▶ _Quoted text_:
* START *
Evidence of the Iron Age society in Southeast Arabia does not point to a marked hierarchy. Few buildings stand out, apart from community buildings, and therefore a collective management of pre-Islamic underground draining galleries is likely. Similar irrigation time allocation practices are also attested in the oasis of Kharga during the second half of the 1st millennium BCE (Agut-Labordère 2023). We can thus assume that these practices were also common in Southeast Arabia during the Iron Age.

From the early 1st millennium BCE to the eve of Islam, water was probably managed at multiple levels in the oases of Southwest Arabia. Sovereigns played an active role in the construction of hydraulic works (Darles et al. 2013). By erecting the major water collecting structures, they positioned themselves as the protectors of water resources, harvests and, ultimately, of their people (Harrower 2009: 65). In some areas, authorities also appeared to be in charge of water management (Gnoli & Robin 1992: 97). Numerous inscriptions commemorate for instance the various phases of construction of the Maʾrib dam commissioned by Sabaean rulers (Darles et al. 2013).
* END *
▶ _What is asked_:
1. Please condense the paragraph beginning "From the early 1st millennium BCE" in the text on ancient Arabian water management, keeping its main facts.
2. From the text on ancient Arabian water management, copy word for word the section starting at "From the early" and ending at "rulers (Darles et al. 2013).".

▶ _Dataset entries_:
* START *
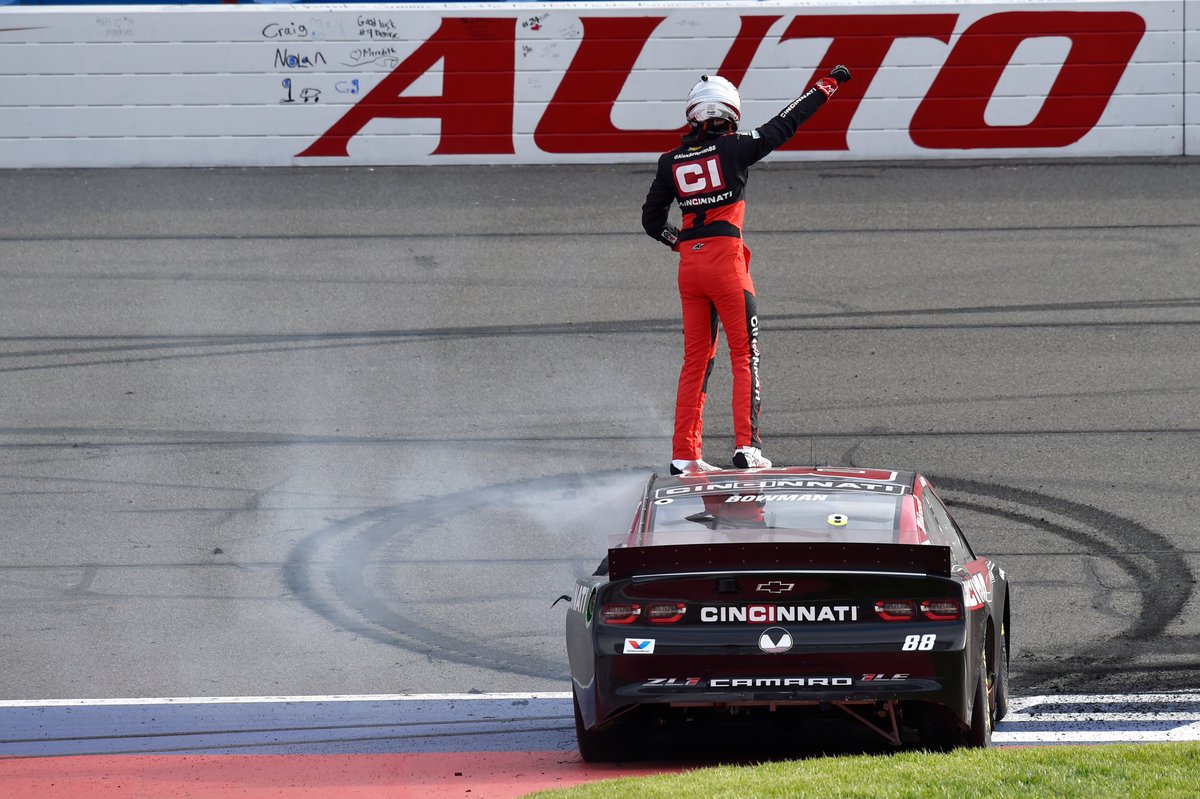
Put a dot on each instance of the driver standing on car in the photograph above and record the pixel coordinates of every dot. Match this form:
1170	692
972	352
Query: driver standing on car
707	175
* END *
* START *
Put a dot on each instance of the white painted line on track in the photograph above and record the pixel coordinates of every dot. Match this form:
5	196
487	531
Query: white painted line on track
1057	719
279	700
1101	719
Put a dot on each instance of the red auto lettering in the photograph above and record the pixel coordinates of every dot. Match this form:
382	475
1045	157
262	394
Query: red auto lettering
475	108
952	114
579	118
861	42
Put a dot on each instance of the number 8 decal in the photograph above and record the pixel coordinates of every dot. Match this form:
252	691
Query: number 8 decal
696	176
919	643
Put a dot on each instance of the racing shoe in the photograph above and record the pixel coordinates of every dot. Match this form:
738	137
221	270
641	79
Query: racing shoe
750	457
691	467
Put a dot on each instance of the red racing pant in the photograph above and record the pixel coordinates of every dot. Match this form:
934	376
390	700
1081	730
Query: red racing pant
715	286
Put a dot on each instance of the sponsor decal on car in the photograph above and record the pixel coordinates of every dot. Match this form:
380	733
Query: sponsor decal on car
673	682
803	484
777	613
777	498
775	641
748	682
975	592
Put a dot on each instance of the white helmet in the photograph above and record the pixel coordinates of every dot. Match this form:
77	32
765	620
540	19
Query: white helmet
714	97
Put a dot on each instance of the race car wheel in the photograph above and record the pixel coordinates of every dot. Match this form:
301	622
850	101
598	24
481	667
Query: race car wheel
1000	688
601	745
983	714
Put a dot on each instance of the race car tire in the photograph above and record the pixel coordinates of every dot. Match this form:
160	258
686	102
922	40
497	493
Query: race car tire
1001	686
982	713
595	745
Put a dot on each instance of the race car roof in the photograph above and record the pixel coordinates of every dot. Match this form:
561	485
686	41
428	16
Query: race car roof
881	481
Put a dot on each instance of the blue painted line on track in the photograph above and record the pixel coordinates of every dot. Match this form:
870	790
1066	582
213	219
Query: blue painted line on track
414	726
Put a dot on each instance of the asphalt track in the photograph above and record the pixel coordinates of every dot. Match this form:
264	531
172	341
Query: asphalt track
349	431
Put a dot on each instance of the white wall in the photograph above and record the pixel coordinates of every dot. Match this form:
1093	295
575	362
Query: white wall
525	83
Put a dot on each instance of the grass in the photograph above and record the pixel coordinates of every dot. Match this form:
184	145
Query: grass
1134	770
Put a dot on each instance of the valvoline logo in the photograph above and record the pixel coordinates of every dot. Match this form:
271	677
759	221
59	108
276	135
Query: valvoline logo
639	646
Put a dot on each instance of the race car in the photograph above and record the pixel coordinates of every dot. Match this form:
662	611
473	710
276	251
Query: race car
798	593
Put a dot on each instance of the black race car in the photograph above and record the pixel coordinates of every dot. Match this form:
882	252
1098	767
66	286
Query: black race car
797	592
* END *
* START *
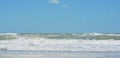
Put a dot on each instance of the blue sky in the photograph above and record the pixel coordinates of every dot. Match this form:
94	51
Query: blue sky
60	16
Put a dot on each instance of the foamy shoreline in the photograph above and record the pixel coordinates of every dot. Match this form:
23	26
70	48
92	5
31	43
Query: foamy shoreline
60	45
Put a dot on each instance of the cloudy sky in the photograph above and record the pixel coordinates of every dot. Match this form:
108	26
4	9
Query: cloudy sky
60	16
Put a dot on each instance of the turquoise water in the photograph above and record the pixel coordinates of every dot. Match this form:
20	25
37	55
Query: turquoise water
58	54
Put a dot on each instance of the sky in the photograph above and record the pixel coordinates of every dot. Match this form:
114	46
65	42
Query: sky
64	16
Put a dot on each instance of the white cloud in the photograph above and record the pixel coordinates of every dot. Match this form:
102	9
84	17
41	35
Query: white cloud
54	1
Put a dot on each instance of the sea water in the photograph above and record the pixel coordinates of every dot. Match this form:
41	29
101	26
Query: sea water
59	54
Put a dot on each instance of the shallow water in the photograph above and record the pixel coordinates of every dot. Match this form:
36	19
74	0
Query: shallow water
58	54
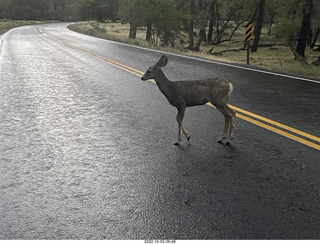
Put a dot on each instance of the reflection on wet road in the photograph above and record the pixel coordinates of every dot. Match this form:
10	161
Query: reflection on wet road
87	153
* END *
▶ _Results of the exercise_:
1. From the early 1st millennium BCE until the eve of Islam, water in the oases of Southwest Arabia was probably managed at several levels. Sovereigns took part in building hydraulic works. By erecting the major water collecting structures, they presented themselves as protectors of water, harvests and their people. In some areas, authorities also seem to have overseen water management. Many inscriptions commemorate the construction phases of the Maʾrib dam, which Sabaean rulers commissioned.

2.
From the early 1st millennium BCE to the eve of Islam, water was probably managed at multiple levels in the oases of Southwest Arabia. Sovereigns played an active role in the construction of hydraulic works (Darles et al. 2013). By erecting the major water collecting structures, they positioned themselves as the protectors of water resources, harvests and, ultimately, of their people (Harrower 2009: 65). In some areas, authorities also appeared to be in charge of water management (Gnoli & Robin 1992: 97). Numerous inscriptions commemorate for instance the various phases of construction of the Maʾrib dam commissioned by Sabaean rulers (Darles et al. 2013).